MATERIALS PROVIDED:

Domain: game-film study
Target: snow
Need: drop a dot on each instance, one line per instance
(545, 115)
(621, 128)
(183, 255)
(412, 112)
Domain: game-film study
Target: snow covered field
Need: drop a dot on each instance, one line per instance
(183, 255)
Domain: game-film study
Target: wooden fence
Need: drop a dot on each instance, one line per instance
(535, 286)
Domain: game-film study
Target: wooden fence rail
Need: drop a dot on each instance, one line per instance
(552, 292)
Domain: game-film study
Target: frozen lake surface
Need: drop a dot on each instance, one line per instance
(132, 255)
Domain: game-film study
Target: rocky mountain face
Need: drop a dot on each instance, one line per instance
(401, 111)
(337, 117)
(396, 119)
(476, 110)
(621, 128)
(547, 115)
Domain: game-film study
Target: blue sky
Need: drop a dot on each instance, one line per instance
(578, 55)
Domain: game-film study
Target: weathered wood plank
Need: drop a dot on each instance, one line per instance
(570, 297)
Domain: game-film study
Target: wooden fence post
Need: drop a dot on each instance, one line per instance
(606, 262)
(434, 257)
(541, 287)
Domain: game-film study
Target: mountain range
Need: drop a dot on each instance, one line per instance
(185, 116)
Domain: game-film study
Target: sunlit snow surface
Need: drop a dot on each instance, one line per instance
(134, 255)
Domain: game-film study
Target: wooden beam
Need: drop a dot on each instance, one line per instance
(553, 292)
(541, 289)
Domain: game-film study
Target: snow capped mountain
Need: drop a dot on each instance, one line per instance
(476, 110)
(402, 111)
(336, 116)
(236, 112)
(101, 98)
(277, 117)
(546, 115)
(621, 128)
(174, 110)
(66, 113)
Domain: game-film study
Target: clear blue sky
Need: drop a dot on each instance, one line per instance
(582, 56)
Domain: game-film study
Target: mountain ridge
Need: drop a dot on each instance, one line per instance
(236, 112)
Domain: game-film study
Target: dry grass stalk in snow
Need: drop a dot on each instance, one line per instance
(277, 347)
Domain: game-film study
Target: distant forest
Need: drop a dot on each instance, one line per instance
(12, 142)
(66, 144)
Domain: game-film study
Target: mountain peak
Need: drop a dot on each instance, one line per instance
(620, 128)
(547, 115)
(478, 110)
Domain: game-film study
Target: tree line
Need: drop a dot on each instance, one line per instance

DO THIS:
All of the data above should be transcribed exactly.

PROBLEM SOLUTION:
Domain: game-film study
Target: snow
Need: drop a dot on each instance, one line per instance
(545, 115)
(621, 128)
(183, 255)
(412, 112)
Domain: game-film study
Target: snow covered field
Need: drop a dot on each instance, one line per instance
(183, 255)
Domain: game-film study
Target: wooden fence
Need: drop a dot on each instance, one line per instance
(535, 286)
Domain: game-film study
Target: wooden fence rail
Need: drop a dot on each instance, one line per instance
(552, 292)
Domain: game-film study
Target: frozen lake surface
Need: drop a dot on each instance, one line per instance
(132, 255)
Domain: game-film study
Target: rocky mountain face
Need: drop a dot on each instance, one line per instance
(401, 111)
(337, 117)
(396, 119)
(476, 110)
(621, 128)
(547, 115)
Domain: game-film study
Target: blue sky
Need: drop a dot on each instance, one line per instance
(578, 55)
Domain: game-film study
Target: weathered wood plank
Need: drop a dot on each instance, one line per instance
(570, 297)
Domain: game-film study
Target: wooden fence post
Need: drop a dot on each instance, one line per instance
(606, 262)
(434, 257)
(541, 287)
Domain: game-film study
Target: mountain range
Need: drop a dot on each instance, one line per instance
(185, 116)
Domain: game-film study
Target: sunlit snow surface
Need: drop a dot on each instance, one line per instance
(134, 255)
Domain: game-film study
Target: wooden beam
Need: drop a dot on each instance, one line per instance
(553, 292)
(541, 289)
Domain: game-film study
Target: snow capped mountain
Need: drop a dot on each instance, one line per instance
(476, 110)
(402, 111)
(336, 116)
(236, 112)
(101, 98)
(277, 117)
(546, 115)
(621, 128)
(174, 110)
(66, 113)
Domain: game-film study
Target: clear blue sky
Need: drop a dot on each instance, one line per instance
(582, 56)
Domain: game-film study
Target: mountain ridge
Need: drop a dot on each instance, one line per instance
(236, 112)
Domain: game-film study
Target: dry grass stalk in snow
Need: drop a dot on each instance, one line per instance
(277, 347)
Domain: game-film study
Target: distant forest
Need: drop a dot on each instance, one line per instance
(12, 142)
(66, 144)
Domain: game-film study
Target: mountain peak
Need: drop a dot on each instance, one line per instance
(620, 128)
(547, 115)
(478, 110)
Domain: game-film study
Target: tree line
Need: drop a dot on each instance, one line per instance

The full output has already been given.